• **Required action**:
Each line below that carries the string "rock" must appear in the answer.

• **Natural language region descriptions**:
= = =
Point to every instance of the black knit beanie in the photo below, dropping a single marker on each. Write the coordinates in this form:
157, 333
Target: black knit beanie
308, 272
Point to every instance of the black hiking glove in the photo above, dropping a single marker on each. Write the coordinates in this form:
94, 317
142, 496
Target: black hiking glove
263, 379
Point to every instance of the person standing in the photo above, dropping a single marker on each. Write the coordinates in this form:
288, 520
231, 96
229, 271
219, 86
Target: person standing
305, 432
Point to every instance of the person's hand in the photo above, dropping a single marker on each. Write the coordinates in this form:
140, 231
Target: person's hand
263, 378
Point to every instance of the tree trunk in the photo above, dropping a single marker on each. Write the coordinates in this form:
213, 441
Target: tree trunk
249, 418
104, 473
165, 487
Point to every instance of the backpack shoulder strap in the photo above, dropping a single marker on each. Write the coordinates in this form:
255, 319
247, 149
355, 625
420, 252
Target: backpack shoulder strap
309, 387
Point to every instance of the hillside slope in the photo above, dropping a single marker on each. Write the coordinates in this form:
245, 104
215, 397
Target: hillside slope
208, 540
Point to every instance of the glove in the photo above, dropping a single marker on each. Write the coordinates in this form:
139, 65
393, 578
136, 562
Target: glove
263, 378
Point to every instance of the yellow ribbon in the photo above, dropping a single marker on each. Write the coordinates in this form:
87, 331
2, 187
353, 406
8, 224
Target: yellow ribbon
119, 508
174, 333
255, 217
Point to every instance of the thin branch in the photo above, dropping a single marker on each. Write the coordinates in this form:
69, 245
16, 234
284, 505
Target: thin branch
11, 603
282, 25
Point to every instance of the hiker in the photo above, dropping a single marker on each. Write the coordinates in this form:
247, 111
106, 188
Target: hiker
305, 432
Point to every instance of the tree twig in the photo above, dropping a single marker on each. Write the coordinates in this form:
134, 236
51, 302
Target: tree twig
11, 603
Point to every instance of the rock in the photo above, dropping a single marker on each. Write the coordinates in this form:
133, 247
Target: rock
= = =
• **Answer to this exercise**:
Point to every instance of the rock in the photo above, dropping a single marker on each. Write the coordinates in this form:
Target: rock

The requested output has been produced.